▸ **What you have to do**: Where a line below contains "white", count it. Reply with the total only.

━━━━━ Supplied information

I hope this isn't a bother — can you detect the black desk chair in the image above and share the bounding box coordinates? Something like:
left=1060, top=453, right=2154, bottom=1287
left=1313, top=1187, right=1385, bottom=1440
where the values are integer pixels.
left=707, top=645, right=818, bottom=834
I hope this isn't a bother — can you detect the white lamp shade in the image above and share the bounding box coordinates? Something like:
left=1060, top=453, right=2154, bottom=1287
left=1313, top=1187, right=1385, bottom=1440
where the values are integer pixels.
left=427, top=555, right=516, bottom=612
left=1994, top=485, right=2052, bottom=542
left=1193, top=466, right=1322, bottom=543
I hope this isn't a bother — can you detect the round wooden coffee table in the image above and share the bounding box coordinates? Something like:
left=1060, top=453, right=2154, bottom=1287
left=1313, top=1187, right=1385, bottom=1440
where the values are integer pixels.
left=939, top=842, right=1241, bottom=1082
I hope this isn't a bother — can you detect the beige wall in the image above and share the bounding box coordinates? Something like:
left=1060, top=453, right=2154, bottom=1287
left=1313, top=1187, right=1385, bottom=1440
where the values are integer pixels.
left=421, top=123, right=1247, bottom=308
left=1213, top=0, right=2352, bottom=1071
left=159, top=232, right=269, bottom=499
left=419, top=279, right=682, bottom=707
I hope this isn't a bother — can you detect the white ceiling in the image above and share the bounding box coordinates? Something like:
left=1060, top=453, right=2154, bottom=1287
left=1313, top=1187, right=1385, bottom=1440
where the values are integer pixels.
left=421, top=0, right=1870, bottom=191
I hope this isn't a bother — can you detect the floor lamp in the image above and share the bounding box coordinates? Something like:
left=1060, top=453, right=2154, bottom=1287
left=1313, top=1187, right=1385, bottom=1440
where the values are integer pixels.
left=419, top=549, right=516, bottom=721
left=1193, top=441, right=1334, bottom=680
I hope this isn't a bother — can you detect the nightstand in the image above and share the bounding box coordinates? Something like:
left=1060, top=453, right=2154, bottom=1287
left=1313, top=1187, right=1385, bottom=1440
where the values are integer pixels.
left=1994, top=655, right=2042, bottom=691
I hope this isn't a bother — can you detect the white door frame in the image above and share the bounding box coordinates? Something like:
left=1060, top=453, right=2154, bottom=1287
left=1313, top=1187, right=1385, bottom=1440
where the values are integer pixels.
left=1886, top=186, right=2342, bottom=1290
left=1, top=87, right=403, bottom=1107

━━━━━━━━━━

▸ **Task response**: 3